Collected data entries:
______________________________

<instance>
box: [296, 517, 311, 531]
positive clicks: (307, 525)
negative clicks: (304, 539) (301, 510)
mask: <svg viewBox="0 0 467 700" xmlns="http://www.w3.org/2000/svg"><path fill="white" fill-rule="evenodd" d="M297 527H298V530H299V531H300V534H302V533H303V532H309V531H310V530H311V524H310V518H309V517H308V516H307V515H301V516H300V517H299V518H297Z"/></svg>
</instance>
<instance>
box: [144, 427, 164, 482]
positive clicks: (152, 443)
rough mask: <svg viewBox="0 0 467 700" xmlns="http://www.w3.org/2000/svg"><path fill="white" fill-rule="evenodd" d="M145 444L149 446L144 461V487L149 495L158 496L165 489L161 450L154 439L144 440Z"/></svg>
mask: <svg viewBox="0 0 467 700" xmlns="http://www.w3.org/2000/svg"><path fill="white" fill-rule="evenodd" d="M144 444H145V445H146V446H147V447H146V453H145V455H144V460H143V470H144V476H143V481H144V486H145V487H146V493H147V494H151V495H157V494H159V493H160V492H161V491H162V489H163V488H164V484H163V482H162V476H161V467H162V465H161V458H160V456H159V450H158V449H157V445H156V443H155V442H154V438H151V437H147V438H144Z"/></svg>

______________________________

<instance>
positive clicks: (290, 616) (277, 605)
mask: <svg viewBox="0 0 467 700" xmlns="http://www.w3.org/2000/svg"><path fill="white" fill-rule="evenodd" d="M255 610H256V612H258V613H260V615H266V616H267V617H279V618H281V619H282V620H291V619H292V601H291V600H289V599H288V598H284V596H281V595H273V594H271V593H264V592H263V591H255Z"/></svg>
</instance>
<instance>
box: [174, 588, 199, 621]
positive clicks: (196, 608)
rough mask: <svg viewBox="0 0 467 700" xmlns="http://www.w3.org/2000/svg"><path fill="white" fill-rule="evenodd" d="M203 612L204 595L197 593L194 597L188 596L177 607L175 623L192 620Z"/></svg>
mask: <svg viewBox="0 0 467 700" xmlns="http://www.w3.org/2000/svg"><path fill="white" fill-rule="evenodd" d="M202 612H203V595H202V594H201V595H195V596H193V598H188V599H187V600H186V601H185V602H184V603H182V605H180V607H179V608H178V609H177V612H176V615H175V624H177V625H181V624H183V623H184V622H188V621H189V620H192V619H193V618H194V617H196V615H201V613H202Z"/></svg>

______________________________

EXERCISE AIM: Extract from the records above the lines from the one containing "positive clicks: (290, 616) (277, 605)" to the one containing "positive clicks: (196, 608)", both lines included, exactly as they appear and with nothing else.

ANSWER TO THE PROBLEM:
positive clicks: (290, 616) (277, 605)
mask: <svg viewBox="0 0 467 700" xmlns="http://www.w3.org/2000/svg"><path fill="white" fill-rule="evenodd" d="M255 610H256V612H258V613H260V615H266V616H267V617H279V618H281V619H282V620H291V619H292V601H291V600H289V599H288V598H284V596H281V595H273V594H271V593H264V592H263V591H255Z"/></svg>
</instance>
<instance>
box: [174, 588, 199, 621]
positive clicks: (196, 608)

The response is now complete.